▶ _WORK TO BE COMPLETED_: What is needed here is every line of the records that includes "boot".

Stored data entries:
>>>

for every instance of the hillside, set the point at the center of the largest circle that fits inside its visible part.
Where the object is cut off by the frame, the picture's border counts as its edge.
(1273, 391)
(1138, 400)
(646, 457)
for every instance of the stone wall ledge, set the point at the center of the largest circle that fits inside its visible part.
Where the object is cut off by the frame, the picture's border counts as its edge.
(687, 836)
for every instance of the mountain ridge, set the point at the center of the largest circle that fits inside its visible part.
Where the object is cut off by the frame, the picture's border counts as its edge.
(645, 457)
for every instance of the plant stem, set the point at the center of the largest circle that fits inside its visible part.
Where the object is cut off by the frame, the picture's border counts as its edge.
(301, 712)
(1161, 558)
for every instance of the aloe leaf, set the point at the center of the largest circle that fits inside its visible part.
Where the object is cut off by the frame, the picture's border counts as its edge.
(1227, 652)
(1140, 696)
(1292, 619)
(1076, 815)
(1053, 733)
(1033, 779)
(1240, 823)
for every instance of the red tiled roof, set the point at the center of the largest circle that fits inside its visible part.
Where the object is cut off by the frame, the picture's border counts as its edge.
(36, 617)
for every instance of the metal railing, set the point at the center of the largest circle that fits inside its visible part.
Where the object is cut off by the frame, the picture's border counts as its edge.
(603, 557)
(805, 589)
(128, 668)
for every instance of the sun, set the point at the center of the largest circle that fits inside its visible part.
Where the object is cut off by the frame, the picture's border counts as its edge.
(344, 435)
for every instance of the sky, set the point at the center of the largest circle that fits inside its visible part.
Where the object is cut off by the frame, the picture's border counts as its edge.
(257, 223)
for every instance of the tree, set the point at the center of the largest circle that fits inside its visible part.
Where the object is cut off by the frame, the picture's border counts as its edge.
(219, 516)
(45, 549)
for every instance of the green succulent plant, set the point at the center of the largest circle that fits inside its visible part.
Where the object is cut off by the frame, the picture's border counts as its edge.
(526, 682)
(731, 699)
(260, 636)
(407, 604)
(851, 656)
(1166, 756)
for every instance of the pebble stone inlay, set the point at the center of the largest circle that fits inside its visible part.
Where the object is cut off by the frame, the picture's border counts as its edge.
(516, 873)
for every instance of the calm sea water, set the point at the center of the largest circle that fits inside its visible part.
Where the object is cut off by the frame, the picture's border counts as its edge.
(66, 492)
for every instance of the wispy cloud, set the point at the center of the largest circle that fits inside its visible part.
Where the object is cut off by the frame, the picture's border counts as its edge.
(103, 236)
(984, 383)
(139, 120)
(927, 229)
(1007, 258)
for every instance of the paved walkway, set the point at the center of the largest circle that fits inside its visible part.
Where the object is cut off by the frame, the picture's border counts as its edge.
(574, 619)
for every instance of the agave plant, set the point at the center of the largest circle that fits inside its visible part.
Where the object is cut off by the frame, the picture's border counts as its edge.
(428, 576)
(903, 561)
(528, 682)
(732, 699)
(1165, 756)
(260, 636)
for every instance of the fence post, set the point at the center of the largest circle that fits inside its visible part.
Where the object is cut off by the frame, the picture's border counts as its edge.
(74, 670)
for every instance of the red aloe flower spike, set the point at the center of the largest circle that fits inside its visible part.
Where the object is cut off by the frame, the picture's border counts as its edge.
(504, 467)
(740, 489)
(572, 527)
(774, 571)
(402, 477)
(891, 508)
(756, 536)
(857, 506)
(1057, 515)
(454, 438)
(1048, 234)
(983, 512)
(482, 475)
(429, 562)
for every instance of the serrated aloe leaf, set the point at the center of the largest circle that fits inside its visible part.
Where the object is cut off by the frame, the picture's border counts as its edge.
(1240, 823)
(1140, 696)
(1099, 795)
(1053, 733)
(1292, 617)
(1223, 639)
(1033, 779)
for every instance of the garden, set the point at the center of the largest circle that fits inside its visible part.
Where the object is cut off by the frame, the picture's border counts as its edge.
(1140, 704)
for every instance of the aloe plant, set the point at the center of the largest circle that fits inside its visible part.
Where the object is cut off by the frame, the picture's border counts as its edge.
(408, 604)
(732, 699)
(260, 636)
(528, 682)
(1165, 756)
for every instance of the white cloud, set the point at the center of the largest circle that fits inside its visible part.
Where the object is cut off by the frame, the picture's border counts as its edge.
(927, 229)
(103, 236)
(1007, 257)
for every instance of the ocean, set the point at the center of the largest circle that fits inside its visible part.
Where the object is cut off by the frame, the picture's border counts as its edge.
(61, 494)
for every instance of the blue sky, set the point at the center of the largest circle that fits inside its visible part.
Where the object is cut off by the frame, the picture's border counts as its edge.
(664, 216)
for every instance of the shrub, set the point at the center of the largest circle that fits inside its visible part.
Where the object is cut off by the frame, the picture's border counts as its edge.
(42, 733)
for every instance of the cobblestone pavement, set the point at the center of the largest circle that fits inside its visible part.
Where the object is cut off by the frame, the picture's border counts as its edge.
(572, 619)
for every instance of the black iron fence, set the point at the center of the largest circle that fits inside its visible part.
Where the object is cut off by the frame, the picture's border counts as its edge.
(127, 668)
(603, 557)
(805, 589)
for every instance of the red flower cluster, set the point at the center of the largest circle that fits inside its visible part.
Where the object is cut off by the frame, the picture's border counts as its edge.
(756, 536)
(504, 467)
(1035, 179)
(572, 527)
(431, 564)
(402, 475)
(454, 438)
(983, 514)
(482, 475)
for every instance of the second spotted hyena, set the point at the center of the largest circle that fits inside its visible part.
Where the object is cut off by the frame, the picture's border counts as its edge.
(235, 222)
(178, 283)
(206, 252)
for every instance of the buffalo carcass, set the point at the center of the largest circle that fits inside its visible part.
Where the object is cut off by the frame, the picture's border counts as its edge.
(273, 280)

<<<
>>>

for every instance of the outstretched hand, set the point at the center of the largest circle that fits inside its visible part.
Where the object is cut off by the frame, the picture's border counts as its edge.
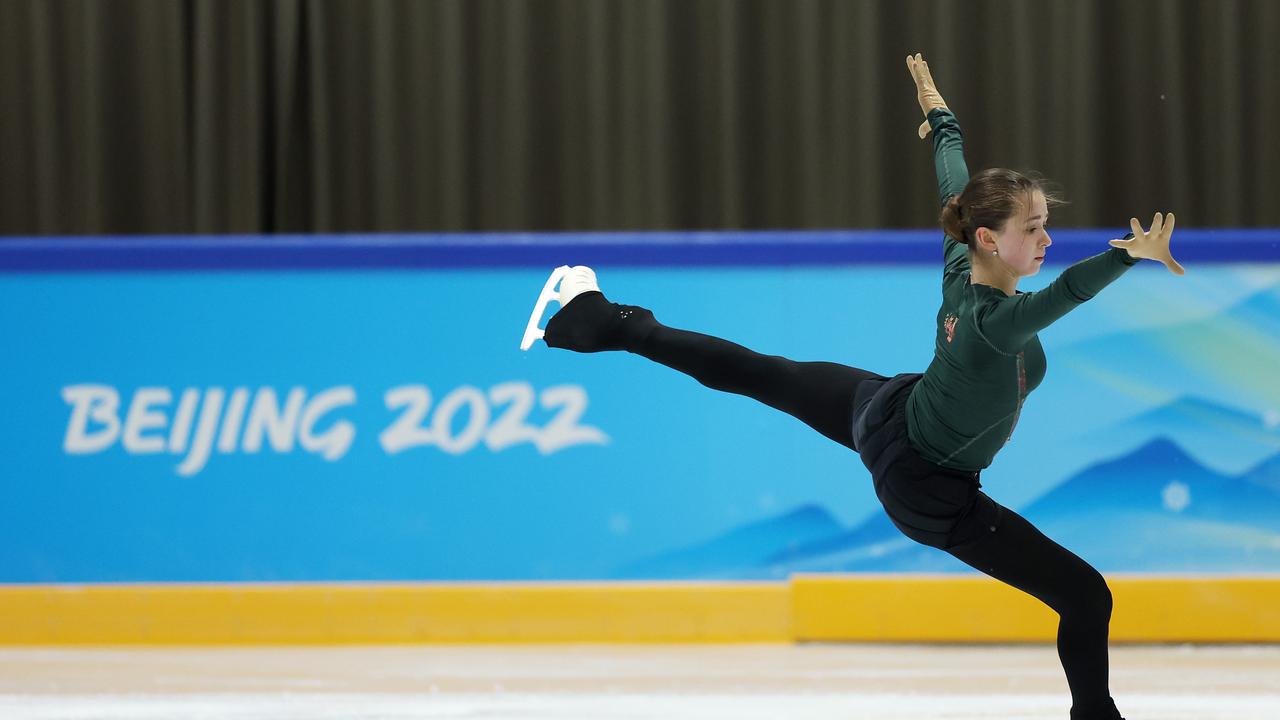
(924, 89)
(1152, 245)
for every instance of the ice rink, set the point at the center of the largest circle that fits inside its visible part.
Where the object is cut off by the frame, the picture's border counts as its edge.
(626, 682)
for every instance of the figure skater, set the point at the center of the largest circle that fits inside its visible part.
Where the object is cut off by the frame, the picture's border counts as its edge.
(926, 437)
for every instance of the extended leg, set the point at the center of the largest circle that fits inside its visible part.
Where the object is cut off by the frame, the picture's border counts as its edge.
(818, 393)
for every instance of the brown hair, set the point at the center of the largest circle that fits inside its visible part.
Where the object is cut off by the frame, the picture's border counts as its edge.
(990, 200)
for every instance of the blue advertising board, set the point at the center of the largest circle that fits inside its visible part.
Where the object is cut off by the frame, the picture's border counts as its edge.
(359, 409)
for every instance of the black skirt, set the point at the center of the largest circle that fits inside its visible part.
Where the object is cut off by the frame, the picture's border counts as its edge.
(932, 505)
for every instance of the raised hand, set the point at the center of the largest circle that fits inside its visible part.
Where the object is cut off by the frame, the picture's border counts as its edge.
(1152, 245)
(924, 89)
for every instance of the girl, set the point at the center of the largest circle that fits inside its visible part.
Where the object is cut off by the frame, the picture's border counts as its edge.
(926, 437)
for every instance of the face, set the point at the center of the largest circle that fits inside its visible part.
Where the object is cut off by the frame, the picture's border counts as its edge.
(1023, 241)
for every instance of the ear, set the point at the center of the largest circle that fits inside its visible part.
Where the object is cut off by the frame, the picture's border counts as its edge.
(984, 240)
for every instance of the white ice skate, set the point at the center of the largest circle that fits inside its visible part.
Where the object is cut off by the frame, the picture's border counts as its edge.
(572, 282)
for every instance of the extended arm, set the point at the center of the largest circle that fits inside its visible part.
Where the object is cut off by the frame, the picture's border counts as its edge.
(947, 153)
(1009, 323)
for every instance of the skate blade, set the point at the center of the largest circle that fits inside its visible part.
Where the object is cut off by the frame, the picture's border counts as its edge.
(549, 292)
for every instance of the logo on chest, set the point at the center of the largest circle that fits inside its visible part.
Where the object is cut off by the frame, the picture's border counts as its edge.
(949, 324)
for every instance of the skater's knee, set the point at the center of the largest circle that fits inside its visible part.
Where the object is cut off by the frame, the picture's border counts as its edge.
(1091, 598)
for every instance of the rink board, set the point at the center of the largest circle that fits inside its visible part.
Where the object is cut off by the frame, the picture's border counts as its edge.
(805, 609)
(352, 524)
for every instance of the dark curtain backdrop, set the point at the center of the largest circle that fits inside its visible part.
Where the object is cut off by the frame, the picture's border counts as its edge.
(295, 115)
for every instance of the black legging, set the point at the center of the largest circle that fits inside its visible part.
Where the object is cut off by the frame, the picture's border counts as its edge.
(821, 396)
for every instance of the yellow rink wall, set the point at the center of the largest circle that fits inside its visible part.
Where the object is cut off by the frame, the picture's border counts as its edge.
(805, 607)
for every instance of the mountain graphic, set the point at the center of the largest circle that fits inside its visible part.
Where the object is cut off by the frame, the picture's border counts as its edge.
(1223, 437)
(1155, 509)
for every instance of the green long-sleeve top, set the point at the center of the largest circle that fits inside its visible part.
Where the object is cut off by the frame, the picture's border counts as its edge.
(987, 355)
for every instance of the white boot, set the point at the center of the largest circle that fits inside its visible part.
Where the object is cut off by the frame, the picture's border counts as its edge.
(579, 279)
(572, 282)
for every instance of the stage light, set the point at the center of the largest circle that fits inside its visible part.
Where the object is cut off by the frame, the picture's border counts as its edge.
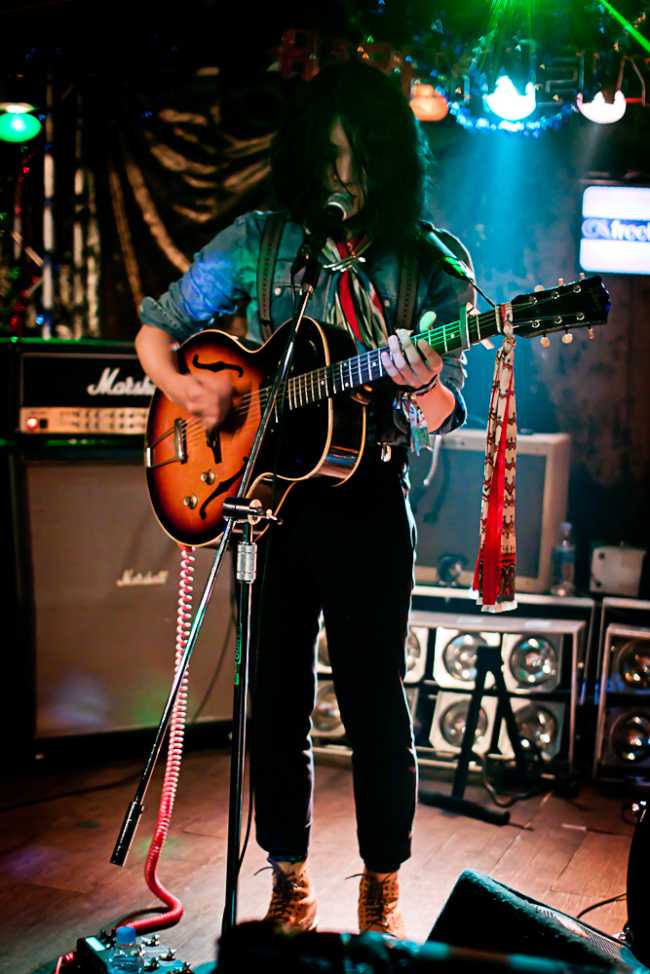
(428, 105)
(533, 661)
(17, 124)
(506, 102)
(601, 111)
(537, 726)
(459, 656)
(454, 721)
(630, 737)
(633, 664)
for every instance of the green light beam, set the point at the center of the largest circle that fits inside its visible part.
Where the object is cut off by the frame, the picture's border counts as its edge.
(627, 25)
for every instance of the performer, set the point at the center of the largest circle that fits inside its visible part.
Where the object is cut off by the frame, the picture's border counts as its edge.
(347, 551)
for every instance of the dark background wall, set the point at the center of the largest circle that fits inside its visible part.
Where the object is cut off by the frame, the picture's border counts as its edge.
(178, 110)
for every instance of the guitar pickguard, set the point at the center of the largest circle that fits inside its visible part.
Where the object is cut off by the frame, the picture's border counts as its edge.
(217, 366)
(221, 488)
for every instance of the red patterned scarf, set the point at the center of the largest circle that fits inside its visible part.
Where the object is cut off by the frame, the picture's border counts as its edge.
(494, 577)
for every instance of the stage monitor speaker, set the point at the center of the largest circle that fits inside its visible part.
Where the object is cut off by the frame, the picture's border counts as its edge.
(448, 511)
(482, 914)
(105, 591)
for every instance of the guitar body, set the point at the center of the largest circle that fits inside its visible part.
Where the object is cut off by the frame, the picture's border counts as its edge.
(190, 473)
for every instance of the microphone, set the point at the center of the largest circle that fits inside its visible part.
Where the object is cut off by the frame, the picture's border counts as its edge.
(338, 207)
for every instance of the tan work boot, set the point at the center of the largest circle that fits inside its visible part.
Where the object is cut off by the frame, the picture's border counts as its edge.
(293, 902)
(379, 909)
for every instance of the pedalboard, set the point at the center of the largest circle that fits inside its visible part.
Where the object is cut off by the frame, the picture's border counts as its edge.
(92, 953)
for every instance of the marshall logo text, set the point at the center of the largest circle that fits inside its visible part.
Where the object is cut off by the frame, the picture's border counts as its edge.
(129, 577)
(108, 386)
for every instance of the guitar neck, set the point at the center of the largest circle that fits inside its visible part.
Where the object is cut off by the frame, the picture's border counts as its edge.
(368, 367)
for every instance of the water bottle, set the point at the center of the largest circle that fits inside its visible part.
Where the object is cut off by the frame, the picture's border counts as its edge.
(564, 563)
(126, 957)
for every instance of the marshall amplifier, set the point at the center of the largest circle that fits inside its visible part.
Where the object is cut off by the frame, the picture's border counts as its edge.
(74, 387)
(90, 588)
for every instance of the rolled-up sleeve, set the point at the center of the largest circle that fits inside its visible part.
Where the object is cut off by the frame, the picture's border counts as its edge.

<<<
>>>

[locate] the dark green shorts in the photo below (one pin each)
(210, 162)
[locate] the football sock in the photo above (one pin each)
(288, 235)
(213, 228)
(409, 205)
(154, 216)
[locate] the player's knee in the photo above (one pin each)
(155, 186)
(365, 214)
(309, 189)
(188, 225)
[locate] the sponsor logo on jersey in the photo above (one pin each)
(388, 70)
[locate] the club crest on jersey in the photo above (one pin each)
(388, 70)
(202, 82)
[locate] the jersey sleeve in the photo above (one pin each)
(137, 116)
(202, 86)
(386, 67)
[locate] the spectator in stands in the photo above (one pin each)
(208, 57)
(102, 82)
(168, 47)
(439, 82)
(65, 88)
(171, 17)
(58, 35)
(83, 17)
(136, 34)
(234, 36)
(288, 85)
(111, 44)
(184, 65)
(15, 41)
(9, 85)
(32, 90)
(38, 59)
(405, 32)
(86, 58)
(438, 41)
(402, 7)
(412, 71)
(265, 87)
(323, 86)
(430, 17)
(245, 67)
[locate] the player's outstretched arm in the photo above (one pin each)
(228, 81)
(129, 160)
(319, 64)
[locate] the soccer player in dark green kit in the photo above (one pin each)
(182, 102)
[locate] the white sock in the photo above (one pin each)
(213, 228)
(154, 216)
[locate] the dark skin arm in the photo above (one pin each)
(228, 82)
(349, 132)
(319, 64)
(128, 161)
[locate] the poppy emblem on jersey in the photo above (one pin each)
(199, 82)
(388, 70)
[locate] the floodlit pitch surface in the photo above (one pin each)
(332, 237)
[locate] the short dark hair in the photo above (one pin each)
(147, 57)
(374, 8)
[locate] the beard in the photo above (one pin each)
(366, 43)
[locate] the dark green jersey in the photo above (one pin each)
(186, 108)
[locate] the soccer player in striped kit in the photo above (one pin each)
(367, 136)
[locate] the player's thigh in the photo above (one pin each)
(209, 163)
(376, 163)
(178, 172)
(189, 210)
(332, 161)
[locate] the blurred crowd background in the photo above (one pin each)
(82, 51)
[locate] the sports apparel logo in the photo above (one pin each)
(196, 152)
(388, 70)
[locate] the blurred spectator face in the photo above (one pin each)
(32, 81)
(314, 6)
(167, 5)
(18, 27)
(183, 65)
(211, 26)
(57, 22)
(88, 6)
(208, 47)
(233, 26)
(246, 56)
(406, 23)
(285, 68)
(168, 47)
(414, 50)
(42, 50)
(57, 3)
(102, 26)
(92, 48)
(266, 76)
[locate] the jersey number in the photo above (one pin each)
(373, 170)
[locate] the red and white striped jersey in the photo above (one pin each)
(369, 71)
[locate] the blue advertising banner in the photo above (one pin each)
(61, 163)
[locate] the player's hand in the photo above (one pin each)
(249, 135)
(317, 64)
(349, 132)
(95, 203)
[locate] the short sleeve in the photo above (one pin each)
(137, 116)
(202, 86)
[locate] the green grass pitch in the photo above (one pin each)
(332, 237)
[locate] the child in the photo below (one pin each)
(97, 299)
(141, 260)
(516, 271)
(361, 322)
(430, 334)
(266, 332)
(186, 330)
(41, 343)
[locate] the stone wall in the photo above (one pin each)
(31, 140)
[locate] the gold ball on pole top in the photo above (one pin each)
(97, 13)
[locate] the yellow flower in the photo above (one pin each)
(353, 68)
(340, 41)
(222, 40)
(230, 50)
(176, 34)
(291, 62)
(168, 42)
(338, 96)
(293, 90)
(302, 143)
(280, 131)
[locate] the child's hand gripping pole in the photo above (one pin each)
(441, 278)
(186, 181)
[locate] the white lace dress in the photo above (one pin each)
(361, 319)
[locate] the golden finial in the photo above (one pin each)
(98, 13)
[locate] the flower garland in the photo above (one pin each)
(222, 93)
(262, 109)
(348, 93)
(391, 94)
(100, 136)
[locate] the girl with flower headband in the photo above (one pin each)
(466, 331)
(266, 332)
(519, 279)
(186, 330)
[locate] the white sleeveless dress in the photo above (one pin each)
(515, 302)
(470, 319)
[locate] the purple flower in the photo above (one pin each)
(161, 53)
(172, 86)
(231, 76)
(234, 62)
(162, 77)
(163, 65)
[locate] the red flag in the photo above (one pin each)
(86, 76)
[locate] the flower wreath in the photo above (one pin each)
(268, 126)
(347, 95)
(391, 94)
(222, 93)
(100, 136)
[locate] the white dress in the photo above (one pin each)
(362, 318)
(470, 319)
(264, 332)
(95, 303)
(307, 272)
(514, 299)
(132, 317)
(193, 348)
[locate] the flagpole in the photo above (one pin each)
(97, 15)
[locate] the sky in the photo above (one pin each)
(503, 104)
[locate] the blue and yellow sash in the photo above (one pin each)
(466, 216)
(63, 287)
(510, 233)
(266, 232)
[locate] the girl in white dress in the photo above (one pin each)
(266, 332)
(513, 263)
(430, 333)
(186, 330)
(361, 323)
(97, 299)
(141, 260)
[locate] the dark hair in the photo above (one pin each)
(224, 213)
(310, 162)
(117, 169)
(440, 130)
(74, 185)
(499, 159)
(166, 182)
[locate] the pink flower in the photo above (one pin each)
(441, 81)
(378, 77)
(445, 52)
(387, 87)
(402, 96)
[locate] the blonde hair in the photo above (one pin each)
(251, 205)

<<<

▶ _ANSWER SECTION_:
for every instance of the white boot, set the point at the center of the largest circle that fits inside its visible part.
for every instance of the tan work boot, set the point at the center of the largest circle that fits inside its visible part.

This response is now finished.